Object location annotation rows:
***

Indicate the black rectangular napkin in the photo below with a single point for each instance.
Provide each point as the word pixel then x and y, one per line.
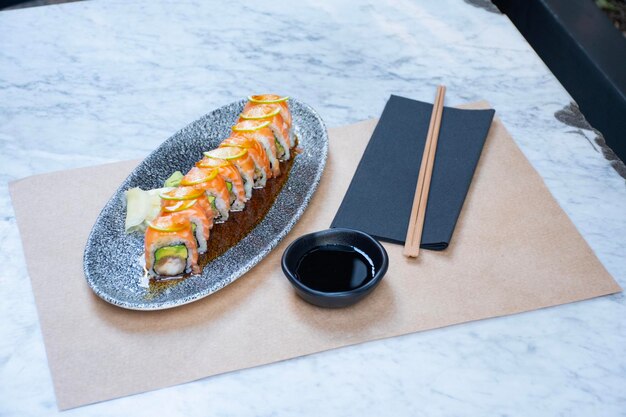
pixel 380 196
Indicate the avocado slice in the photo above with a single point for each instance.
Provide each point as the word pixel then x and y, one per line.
pixel 177 251
pixel 211 200
pixel 280 150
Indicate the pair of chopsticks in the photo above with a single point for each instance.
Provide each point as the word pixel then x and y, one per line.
pixel 418 212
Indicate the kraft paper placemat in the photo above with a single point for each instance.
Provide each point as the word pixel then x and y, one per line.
pixel 515 250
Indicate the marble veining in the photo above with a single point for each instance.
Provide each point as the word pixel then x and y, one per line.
pixel 94 82
pixel 572 116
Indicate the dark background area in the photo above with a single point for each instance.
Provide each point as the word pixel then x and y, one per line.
pixel 583 43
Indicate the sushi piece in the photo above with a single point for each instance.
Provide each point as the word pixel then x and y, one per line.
pixel 200 218
pixel 170 247
pixel 233 180
pixel 271 113
pixel 240 158
pixel 271 99
pixel 260 131
pixel 215 188
pixel 262 169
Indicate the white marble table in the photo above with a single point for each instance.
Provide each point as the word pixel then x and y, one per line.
pixel 93 82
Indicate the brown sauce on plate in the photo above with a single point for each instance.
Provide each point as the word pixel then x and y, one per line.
pixel 239 224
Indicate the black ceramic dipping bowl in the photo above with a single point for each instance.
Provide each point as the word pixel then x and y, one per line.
pixel 344 237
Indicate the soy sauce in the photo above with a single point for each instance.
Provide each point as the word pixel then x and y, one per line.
pixel 335 268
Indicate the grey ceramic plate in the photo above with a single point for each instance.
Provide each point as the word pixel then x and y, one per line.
pixel 111 256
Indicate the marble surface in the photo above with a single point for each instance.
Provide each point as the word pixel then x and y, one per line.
pixel 94 82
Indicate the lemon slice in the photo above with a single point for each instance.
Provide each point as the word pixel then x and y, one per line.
pixel 267 98
pixel 250 125
pixel 227 153
pixel 198 176
pixel 180 205
pixel 260 112
pixel 166 224
pixel 182 193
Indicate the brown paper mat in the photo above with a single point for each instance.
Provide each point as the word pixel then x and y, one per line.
pixel 514 250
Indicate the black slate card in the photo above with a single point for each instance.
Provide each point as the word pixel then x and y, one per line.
pixel 380 195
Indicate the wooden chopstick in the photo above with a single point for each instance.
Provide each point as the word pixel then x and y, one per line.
pixel 420 200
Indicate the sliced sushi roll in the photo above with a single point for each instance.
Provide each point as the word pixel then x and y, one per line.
pixel 241 159
pixel 270 113
pixel 214 187
pixel 170 247
pixel 260 131
pixel 233 180
pixel 281 137
pixel 201 219
pixel 262 169
pixel 271 99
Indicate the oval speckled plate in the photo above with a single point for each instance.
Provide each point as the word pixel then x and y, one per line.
pixel 111 258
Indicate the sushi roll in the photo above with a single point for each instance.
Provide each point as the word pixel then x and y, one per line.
pixel 170 247
pixel 233 180
pixel 260 131
pixel 215 188
pixel 271 99
pixel 262 171
pixel 271 113
pixel 240 159
pixel 201 219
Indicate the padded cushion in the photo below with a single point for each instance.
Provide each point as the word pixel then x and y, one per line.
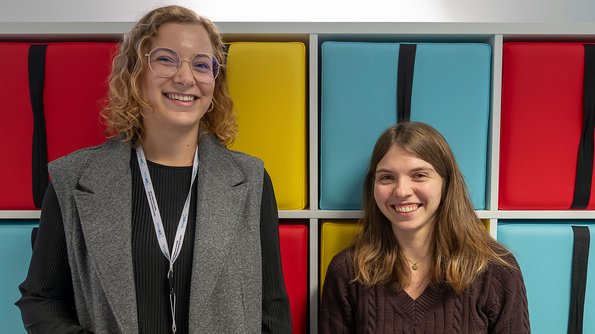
pixel 544 252
pixel 334 237
pixel 16 129
pixel 542 117
pixel 293 239
pixel 75 93
pixel 451 91
pixel 15 255
pixel 267 81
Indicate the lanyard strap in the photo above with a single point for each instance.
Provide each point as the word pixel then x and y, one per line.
pixel 158 223
pixel 406 67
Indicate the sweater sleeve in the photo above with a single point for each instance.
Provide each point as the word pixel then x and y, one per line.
pixel 337 308
pixel 47 301
pixel 276 317
pixel 508 309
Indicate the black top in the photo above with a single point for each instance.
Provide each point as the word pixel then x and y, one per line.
pixel 47 303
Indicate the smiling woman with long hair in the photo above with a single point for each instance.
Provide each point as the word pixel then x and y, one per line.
pixel 423 262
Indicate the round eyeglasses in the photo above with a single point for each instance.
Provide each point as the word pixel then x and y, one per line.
pixel 166 62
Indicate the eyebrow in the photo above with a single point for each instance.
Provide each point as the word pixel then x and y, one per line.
pixel 414 170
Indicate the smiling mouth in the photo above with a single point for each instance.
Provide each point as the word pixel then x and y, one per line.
pixel 181 97
pixel 406 208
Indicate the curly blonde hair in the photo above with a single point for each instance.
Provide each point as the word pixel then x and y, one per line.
pixel 123 113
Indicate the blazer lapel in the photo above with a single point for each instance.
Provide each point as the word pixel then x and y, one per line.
pixel 221 196
pixel 104 206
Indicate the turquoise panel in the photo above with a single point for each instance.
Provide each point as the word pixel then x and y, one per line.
pixel 15 254
pixel 355 109
pixel 451 91
pixel 544 252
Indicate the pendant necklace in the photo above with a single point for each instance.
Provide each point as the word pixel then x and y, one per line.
pixel 414 266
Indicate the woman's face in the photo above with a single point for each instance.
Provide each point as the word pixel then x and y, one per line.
pixel 407 191
pixel 180 101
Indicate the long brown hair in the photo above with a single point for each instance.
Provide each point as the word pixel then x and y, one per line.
pixel 123 113
pixel 460 246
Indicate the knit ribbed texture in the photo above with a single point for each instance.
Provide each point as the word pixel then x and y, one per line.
pixel 495 303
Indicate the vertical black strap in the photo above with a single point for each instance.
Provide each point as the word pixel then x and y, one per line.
pixel 39 150
pixel 584 165
pixel 405 81
pixel 580 262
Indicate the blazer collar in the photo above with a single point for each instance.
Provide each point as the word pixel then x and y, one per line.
pixel 103 203
pixel 222 194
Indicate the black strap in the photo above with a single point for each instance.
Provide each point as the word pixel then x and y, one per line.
pixel 405 81
pixel 580 262
pixel 34 236
pixel 39 150
pixel 584 165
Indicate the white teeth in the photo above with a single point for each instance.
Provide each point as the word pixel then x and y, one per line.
pixel 407 208
pixel 180 97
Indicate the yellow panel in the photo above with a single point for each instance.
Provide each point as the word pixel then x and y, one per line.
pixel 486 223
pixel 334 237
pixel 267 81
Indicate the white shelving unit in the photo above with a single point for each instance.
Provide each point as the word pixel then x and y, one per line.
pixel 313 34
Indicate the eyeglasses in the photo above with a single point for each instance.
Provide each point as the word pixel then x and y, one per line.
pixel 166 62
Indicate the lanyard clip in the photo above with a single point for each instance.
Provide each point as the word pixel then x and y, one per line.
pixel 170 280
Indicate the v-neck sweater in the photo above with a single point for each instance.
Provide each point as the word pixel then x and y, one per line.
pixel 495 302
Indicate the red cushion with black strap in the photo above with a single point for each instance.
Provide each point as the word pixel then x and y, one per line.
pixel 542 120
pixel 293 239
pixel 75 93
pixel 16 129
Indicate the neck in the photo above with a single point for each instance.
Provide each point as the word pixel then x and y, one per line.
pixel 170 150
pixel 415 250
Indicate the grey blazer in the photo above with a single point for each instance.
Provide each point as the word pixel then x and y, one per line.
pixel 94 191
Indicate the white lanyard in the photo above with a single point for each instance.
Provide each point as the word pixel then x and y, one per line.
pixel 158 223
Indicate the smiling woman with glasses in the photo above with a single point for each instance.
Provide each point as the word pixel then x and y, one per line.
pixel 166 62
pixel 162 229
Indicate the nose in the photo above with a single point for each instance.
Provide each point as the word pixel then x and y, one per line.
pixel 402 188
pixel 185 76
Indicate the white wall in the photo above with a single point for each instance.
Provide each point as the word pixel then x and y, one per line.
pixel 307 10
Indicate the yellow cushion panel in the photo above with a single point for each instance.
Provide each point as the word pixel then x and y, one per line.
pixel 334 237
pixel 267 81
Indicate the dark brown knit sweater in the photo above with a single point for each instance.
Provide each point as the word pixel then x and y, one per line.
pixel 495 303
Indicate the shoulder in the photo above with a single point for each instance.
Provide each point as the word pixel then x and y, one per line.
pixel 80 159
pixel 214 154
pixel 499 280
pixel 342 265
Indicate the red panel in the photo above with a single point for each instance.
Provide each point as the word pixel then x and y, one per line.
pixel 542 113
pixel 293 239
pixel 16 129
pixel 75 93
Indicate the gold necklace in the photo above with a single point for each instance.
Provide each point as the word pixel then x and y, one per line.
pixel 414 265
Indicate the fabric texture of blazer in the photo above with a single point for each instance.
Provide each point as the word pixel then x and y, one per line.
pixel 94 190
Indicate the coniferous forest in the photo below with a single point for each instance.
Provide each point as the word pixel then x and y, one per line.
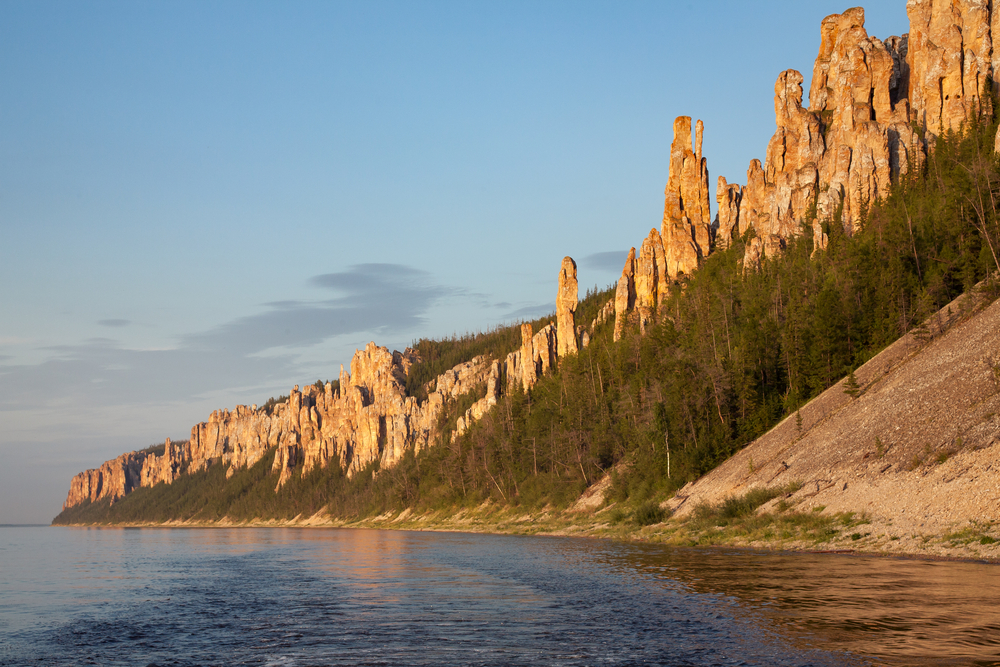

***

Please rewrite the part that opens with the line containing "Indicate the lanyard clip" and closes with the line containing "pixel 495 302", putting "crew-neck sweater" in place of "v-neck sweater" and keeping everything else the same.

SOLUTION
Indicate the lanyard clip in the photo above with a single point for each instance.
Provide each point as the word pixel then x and y, one per line.
pixel 170 280
Indicate the crew-neck sweater in the photo above with a single point for each instance.
Provide each point as the word pixel then x and y, one per line.
pixel 495 302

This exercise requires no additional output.